▸ What you will do: All the lines below need retyping exactly, apart from the images.

(Region pointing data)

------------------------------------------------------------

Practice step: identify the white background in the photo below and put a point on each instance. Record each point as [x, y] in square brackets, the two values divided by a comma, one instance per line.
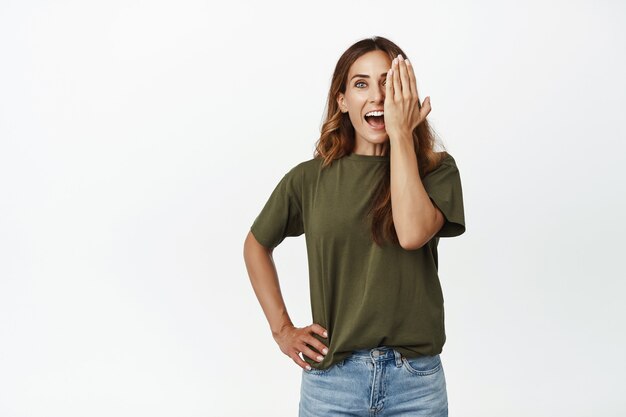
[139, 140]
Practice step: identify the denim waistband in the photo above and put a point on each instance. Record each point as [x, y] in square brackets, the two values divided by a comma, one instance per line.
[377, 354]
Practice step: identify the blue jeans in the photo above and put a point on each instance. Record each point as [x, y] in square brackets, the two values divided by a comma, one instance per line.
[376, 382]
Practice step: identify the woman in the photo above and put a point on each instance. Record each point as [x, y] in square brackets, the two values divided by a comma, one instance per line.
[372, 203]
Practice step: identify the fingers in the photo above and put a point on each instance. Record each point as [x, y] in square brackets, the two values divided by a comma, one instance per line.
[397, 87]
[425, 108]
[412, 80]
[405, 81]
[298, 360]
[316, 328]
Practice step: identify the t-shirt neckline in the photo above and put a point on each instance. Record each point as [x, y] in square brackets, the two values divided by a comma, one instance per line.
[371, 158]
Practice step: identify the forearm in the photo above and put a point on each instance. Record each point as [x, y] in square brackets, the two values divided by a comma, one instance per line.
[411, 206]
[264, 279]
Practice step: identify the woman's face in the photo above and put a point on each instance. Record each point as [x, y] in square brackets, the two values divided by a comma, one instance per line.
[365, 92]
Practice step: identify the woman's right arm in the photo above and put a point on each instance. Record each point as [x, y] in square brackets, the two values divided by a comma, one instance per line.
[264, 278]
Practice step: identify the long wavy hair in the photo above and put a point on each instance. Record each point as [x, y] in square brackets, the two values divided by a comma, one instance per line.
[338, 138]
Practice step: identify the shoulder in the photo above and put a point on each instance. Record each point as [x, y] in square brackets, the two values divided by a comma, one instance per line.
[304, 167]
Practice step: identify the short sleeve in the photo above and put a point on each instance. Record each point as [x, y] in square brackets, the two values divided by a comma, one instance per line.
[443, 186]
[282, 214]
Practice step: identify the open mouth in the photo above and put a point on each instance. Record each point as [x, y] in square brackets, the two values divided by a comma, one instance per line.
[376, 122]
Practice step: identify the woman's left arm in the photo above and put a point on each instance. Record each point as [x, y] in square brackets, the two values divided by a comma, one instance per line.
[415, 217]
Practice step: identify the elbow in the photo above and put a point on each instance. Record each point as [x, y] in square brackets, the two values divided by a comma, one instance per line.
[411, 242]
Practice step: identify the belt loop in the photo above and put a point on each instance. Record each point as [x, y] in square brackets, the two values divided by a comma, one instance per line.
[398, 358]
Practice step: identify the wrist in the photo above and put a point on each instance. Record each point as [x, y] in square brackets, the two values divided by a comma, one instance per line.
[278, 328]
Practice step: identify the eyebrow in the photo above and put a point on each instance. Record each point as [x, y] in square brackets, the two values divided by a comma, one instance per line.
[384, 74]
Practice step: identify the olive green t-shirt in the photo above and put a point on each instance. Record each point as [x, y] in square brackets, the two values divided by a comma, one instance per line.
[365, 295]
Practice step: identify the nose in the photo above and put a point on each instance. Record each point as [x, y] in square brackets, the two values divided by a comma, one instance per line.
[377, 94]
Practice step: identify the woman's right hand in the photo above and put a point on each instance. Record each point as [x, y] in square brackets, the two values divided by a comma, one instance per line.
[293, 340]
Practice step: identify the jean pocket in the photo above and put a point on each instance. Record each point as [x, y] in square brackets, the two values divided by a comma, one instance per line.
[422, 365]
[315, 371]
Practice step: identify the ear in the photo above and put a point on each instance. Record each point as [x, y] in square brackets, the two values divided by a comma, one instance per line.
[342, 103]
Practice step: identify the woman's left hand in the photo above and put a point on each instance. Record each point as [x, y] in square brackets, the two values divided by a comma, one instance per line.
[402, 108]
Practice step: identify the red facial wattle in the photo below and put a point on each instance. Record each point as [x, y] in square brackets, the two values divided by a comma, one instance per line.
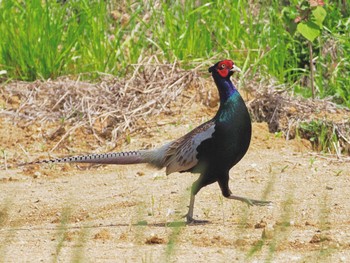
[224, 68]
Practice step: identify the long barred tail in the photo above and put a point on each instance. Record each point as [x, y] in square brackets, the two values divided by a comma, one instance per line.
[132, 157]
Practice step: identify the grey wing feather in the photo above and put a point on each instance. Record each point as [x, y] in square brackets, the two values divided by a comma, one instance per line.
[181, 154]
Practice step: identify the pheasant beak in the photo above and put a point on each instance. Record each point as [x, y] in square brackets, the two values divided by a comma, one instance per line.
[235, 69]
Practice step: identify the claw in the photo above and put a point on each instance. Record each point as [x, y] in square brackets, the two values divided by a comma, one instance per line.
[249, 201]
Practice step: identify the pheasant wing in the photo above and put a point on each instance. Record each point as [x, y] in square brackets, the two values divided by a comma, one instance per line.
[181, 155]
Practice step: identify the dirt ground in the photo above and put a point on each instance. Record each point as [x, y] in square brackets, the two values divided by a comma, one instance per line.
[75, 213]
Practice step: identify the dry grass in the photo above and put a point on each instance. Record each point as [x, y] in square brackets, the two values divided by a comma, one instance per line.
[107, 108]
[112, 106]
[304, 118]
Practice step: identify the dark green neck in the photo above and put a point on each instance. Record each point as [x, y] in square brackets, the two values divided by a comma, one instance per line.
[225, 87]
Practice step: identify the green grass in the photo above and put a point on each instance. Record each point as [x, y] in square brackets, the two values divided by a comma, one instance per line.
[47, 39]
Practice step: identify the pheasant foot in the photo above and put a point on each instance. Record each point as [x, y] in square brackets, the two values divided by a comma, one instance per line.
[249, 201]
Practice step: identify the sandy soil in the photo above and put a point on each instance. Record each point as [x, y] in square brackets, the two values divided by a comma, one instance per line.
[130, 213]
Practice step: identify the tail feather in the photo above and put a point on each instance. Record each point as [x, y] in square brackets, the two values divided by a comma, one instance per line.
[132, 157]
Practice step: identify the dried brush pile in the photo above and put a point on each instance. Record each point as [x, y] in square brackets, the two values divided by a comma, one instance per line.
[107, 108]
[322, 122]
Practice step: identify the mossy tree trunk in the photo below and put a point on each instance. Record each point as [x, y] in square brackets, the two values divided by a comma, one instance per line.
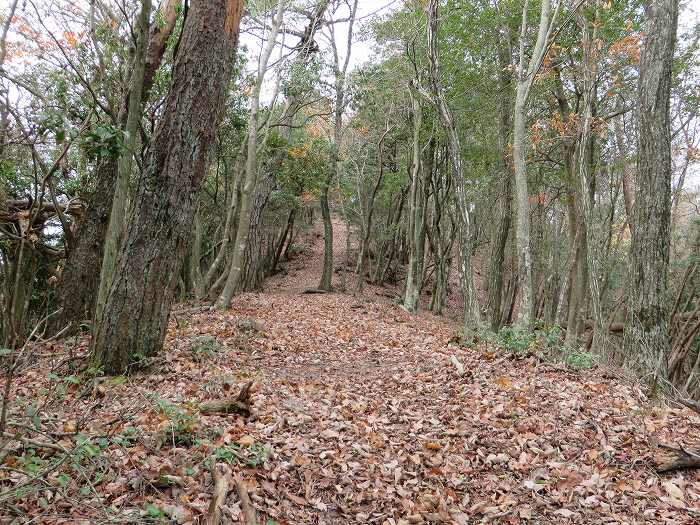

------------------------------------------------------------

▸ Expected answer:
Practice step: identify the white background in the photo below and put a point on each instance. Record each point as [x, y] in square brackets, the two values divided by a comma, one instance per line.
[139, 140]
Practice step: identify the denim waistband in the photo above and put a point on each instance. Record each point as [x, y] in square brackets, the two values divided by a comma, one instance per line.
[377, 354]
Practice step: identify the blue jeans in the photo above and put a point on each instance. Record each point as [x, y] in square brackets, the two values divided by a comma, one instance per line.
[376, 382]
Practice step: identify the woman in the photo above and put a point on each instance. Record each point as [x, y] in square brackets, the two values divided by a comma, one instance per line.
[372, 203]
Practice step: identify the fingers in the photo above and put a point on each instance. Record each point as [x, y] in square brackets, the two values divided by a comma, one instance per line.
[397, 87]
[425, 108]
[412, 80]
[405, 81]
[298, 360]
[316, 328]
Practice step: identify the t-shirt neckline in the photo above and put a point on each instance. Record each point as [x, y] in square brackets, the two values divided by a comma, one instance per line.
[371, 158]
Practice step: identify the forearm in the photo above and put a point on each instance. Record each point as [x, y] in square brackets, the two values divided by a comma, one instance per line.
[411, 206]
[264, 279]
Practice step: identify the woman's face in the photo above and put a point on each instance. Record each point as [x, y] in square brackets, the two values divided by a comma, one instance per line.
[365, 92]
Practice step: identify the woman's right arm in the photo above and put a point on each instance. Record each point as [x, y] in square brackets, the two values divided by a comma, one instance per line.
[264, 278]
Practice step: identify the long wavy hair in the photo above and put a point on each instance. Record each point as [x, y] in square brackets, the two values divided by a comma, one instance per line.
[338, 138]
Practice step: identify the shoulder in the photo above and put a point on each instance. Record each point as [x, y] in square brackets, the two values divided by a comma, one instance per line.
[304, 167]
Practice step: identify the short sleeve in the photo above and put a point on each instance. Record each point as [x, y] in square brackets, the two values divided by a comma, one instance per line.
[443, 186]
[282, 214]
Practice step: identify the open mouth in the photo above and put a point on each instance. Record each point as [x, y] in square brackets, the two values divided by a comma, one instance per line.
[376, 122]
Practice step: identify the woman's left arm in the photo above and put a point on each instance. Record each point as [x, y] in square brackets, the two values divided by a comma, one instance per line.
[415, 217]
Practice step: identify the elbow in the photo above and put a point on each instance. Record each point as [x, y] in square brackets, the two values divided by a comma, one instance per line.
[411, 242]
Practice step: identify the belt loop in the photo above and put a point on each instance. Record each point as [x, y] in square brackets, the two values divided by a comma, one instance per line.
[398, 358]
Practice step: identify the wrist in the photo above and put a point on each instance. Record each point as [x, y] in square brackets, the two values divided by a comma, one instance per line.
[278, 328]
Practice step: identify the eyebrow in the photo above and put a point on each instance. Record each point as [x, y] in square brackets, the two values divided by a comma, one instance per line.
[384, 74]
Practice step: identify the olive green t-shirt in the photo above and put a point on each instance. Record each point as [x, y] in square brackets, the two values divided by a comma, one instance per line.
[365, 295]
Practice step: identify the nose in the photo above and put a point on each instance. Record each point as [x, y] in square brackets, the two values divided by a comma, one instance per line.
[377, 94]
Practice step: identify the woman's right hand in the photo above and put a point on each instance. Record each point as [x, y] in square brackets, the two values divided by a comma, one instance per line.
[293, 340]
Practice step: identify the jean pocket in the photo above and put a point on each instance. Record each point as [x, y] in square brackets, the two values divided by a comma, one instance per line.
[422, 365]
[315, 371]
Practice step: identify the ear in the photo above and put a point on each instance. Record each point as [x, y] in square brackets, the two values divided by a comma, one instance per line.
[342, 103]
Practice step: identify the woman's left hand in the photo above and put a point on each instance. Record each point as [x, y] in square brackets, the two values divided by a comma, one instance per line.
[402, 108]
Practice step: identify the red facial wattle in the photo below and put a point on each instance. Record each point as [x, y] in square brackets, the two values divided by a comma, one instance per line.
[224, 68]
Practice step: identify the long barred tail in the photo above and put a point on each instance. Record each point as [x, y] in square brackets, the two values divided by a comma, one instance per line.
[132, 157]
Practice step: identify the grey wing feather in the photo above and put a point on each instance. Record each point as [x, y] in square brackets, the two values divided by a comma, one instance per line.
[181, 154]
Practice step: identify the pheasant beak in the photo above and put a point on each instance. Record each point as [x, y] in square brackets, the two values divided by a comma, one instance per line.
[235, 69]
Practice step: identify the claw in the photo above and put a point on each instance. Record each point as [x, y] in square brackets, the two values divided by a comma, one instance per line.
[249, 201]
Practice step: identify the pheasant wing in the photo above and put a point on each instance. Record each point as [x, y] in square brackets, the two values divided by a comma, one instance per line.
[181, 155]
Practice step: identify the dirt ground in the photo above and put a point on each instance. Record each point as [x, y] in square brackets, the two values divided by a comma, one instance per line.
[75, 213]
Practice step: identify the dry grass in the photo above and put a point on each instance. Record each point as [x, y] in square brackets, the two values divided by a comma, one instance per line.
[107, 108]
[112, 106]
[304, 118]
Practice step: identify the dark green neck in the photo above and put a point on each instance. Record each point as [x, y] in square brackets, the two values divided by a comma, one instance per line.
[225, 87]
Practice step: identify the green grass in the photo above and put a point on each instance. Record each point as [x, y] in square brackets, the two values divided by a comma, one instance per line.
[47, 39]
Practice step: identify the pheasant foot in the photo above and put a point on each instance. Record each point as [x, y] in square brackets, the two values divided by a comma, one instance per line.
[249, 201]
Practice step: identify the sandy soil in the photo above and put a point on each instance. Record each point as [x, y] in square brackets, the two values divided by a comma, one instance per line.
[130, 213]
Practice step: identify the tail feather in the photo above and put a point on each instance. Record each point as [x, y] in square brackets, the two values divided by a comma, one instance per line.
[132, 157]
Practice step: identify the dried brush pile in the photo above and put a point on each instance. Record each point as [x, y] in square brackets, the two values divided by a comma, one instance per line.
[107, 108]
[322, 122]
Practice step: identify the mossy tree trunk in the photo below and put a point on each instance. Record each point as [x, y] in square brackets, the two values divided by a comma, one instance per line.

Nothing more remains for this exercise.